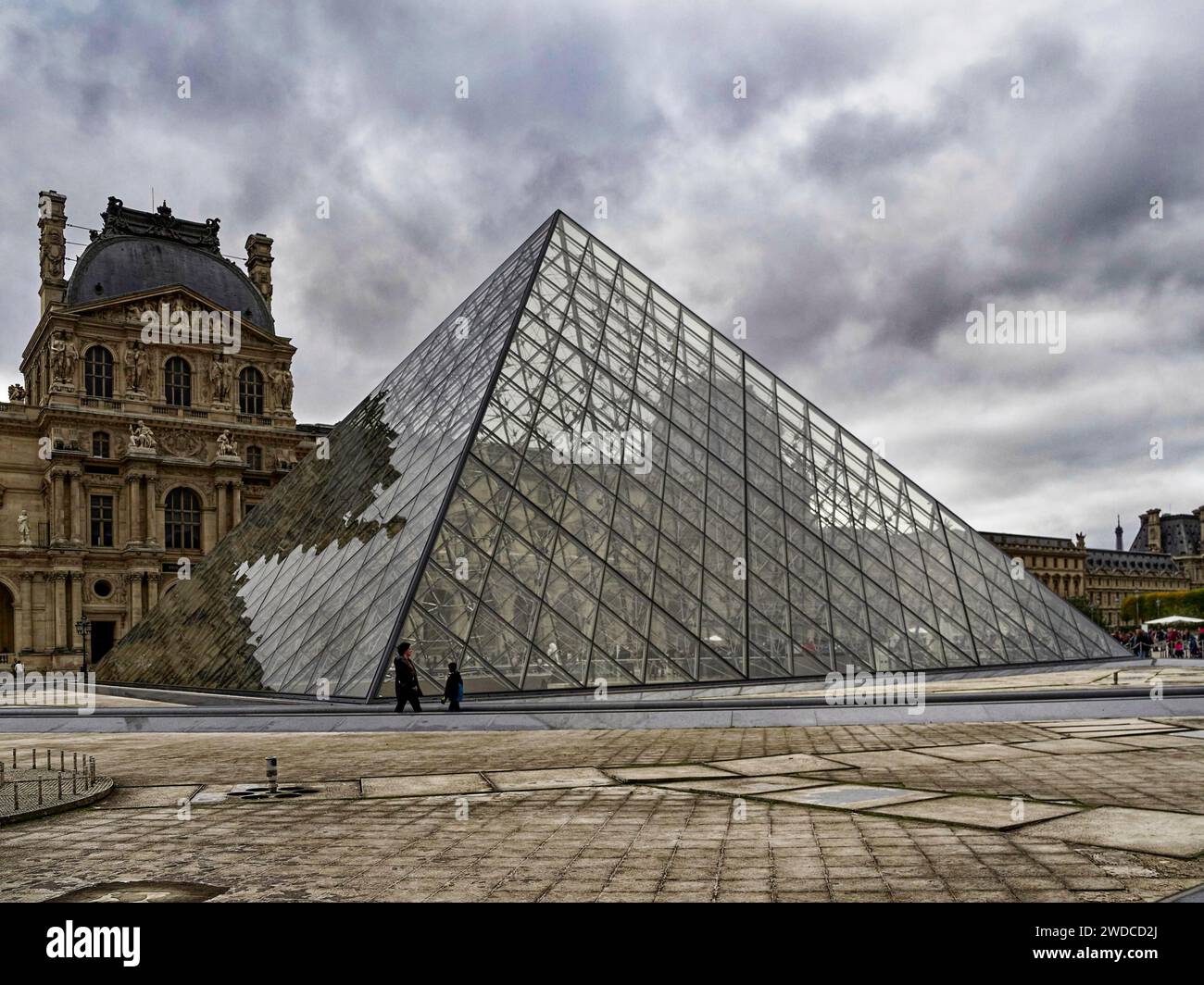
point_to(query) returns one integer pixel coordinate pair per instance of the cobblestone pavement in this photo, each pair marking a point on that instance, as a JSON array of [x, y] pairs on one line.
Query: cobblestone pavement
[[605, 842]]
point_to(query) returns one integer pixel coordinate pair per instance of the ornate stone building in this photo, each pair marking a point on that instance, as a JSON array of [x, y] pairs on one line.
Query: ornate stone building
[[1178, 535], [1103, 577], [155, 413], [1058, 561], [1112, 576]]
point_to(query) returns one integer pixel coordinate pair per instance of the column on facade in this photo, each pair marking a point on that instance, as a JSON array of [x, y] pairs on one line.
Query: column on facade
[[221, 508], [56, 505], [133, 583], [76, 608], [132, 484], [152, 511], [82, 508], [25, 620], [60, 609]]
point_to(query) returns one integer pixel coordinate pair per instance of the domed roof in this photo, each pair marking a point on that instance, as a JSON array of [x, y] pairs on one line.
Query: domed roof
[[141, 251]]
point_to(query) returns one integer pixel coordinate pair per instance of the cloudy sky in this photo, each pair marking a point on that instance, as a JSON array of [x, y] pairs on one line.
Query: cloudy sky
[[759, 207]]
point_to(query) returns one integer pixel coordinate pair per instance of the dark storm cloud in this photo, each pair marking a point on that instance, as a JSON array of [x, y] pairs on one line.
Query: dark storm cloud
[[757, 208]]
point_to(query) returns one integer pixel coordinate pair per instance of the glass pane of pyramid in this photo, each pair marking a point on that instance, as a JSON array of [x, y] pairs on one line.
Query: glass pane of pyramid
[[304, 596], [595, 484]]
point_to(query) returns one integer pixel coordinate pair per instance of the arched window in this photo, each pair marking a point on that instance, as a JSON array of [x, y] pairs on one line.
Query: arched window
[[177, 383], [251, 391], [97, 372], [182, 520]]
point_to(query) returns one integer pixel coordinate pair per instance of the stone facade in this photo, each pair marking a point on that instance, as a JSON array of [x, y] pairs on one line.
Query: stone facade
[[1058, 561], [1115, 575], [123, 460], [1103, 577]]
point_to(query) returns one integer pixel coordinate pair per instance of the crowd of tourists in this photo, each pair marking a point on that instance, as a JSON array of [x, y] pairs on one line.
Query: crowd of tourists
[[1183, 643]]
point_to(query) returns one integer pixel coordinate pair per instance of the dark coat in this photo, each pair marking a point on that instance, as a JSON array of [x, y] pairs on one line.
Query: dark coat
[[406, 675]]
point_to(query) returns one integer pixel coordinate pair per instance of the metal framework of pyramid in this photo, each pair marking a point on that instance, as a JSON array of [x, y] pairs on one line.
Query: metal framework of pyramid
[[573, 477]]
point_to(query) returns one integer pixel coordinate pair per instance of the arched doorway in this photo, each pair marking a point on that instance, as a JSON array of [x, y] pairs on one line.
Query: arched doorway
[[7, 621]]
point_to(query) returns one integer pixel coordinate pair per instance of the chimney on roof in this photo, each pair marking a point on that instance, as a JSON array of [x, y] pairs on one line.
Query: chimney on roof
[[1152, 521], [52, 248], [259, 264]]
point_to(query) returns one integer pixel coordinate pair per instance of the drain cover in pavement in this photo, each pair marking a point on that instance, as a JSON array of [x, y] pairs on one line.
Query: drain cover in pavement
[[282, 792], [141, 892]]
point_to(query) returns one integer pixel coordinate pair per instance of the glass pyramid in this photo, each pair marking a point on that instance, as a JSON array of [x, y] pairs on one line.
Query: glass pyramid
[[573, 477]]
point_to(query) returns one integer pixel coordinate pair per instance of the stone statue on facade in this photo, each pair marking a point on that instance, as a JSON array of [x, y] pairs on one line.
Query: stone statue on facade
[[135, 363], [143, 437], [64, 356], [282, 383], [220, 380], [52, 255]]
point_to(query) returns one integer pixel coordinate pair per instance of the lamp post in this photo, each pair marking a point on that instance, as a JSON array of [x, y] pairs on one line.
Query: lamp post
[[83, 628]]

- Aim
Reproduce all of the data above, substituting "image" for every occurrence of "photo" and leaving everything else unchanged. Omit the pictures from your answer.

- Response
point_to(query) returns one integer pixel coordinate pair per instance of the cobblestone pavement in this image, each pair marking a point on that instance, as a JSON array of [x, y] pairs on one line.
Query: cobblestone pavement
[[605, 842]]
point_to(query) returns one integer pixel coordinate pair per instance of the ornate stone building in this image, each pair marking a point on that instance, as a JSON array of [x, y] pairs on one line.
Query: ornate stone building
[[1178, 535], [1103, 577], [155, 413], [1058, 561], [1112, 576]]
point_to(query) returns one integer pixel coordinate pair per instance of the column on facade in this image, each pair marking a point on that instance, as a JSON array of [x, y] pairs on one line.
Query: column on facade
[[221, 508], [56, 505], [133, 583], [76, 608], [132, 484], [152, 511], [82, 508], [25, 620], [60, 609]]
point_to(query) returns one integer pixel coordinate pair per instance of the domed roof in this image, each pair marking a point on that instance, as a JSON array of [x, y] pairs on one line.
Query: domed roof
[[141, 251]]
point_to(query) returns one integer pixel coordinate pair per instance of the cloudy sky in this image, each pair marking a point on that instance, as a JSON array of [x, y] pairs on one line.
Query: cloudy sky
[[759, 207]]
point_to(query) returns one integer pixel coordinate pair per instance of the dark storm cloud in this image, each pair marking a point on that instance, as a JSON array of [x, y] pairs on one line.
Query: dark storm cloud
[[757, 208]]
point_to(query) returns one integer pixel coordinate pair per instance of the glass pane of pyramid in this image, each pair marking a point on that instance, as a JSON array of [x, y] pairs on one line.
Query: glass pane of pyramid
[[304, 596], [595, 484]]
point_to(query) returns one integer pixel coordinate pair per instance of the arched window in this image, each pair marking a point on that instance, as a JSON array of [x, y] pairs on one line.
Query: arched window
[[177, 383], [251, 391], [97, 372], [182, 520]]
point_to(query) returns one integer pixel coordinate pair per instance of the stone facade in this image, each pair marking a point on that instance, as a JSON array of [x, y] pairs on one line.
Query: stone facade
[[1058, 561], [1115, 575], [123, 460], [1103, 577]]
point_to(query) returns one integer pixel coordinate pair per instance of the crowd of tourists in this image, each pair marking a point on that instance, as a JSON array of [x, y] pairs on one line.
Query: crowd of tourists
[[1183, 643]]
point_to(query) returns one integer pixel coordinate pair per instance of the dark coat in this image, each pair marking a point on that instance, as a JSON array of [x, y] pairs on one line.
Query: dark coat
[[406, 675]]
point_to(query) returns one integer pixel coordinate pair per instance of the metal framework of pyramid in this image, each pair marking a point on that instance, as a JSON array of [x, y] pairs on one line.
Query: metal framework of pyramid
[[573, 477]]
point_to(query) returns one integer pixel coordinate pair per instance of the arched doorway in this image, each pair marking a point on that instance, as a JSON array of [x, y] pairs on one line.
Query: arched doorway
[[7, 621]]
point_to(query) returns one integer pixel coordinate pair per instance of the chimney on roof in this image, each pair marking a point on that instance, as a JSON array of [x, y] pairs on one line.
Query: chimney on roof
[[1152, 521], [52, 248], [259, 264]]
point_to(query) returns one integer pixel coordinate pair per instance of the drain cover in pavement in this image, each pair marking a point on that instance, as a JSON array of [x, y] pairs on one line.
Query: drain cover in pavement
[[282, 792], [141, 892]]
point_to(query) returns one integer pixel coordinate pair per instance of the glass pyramid in this image, each pair marking a point on that instance, as a JSON array of [x, y] pairs on one line.
Query: glass pyramid
[[573, 477]]
point_to(query) returns one integer pixel coordinate pair per instance of the stone statue on facade in this image, each pair marking a point on that instance, as a JSON array of [x, y] pairs on one line.
Query: stone statue on facade
[[135, 363], [143, 437], [64, 356], [282, 383], [220, 380], [52, 255]]
point_to(query) returns one integer pixel coordinate pair per instance of the lamp post in this image, each pair marking a point on that instance, as a JSON array of [x, y] pairs on one line.
Query: lamp post
[[83, 628]]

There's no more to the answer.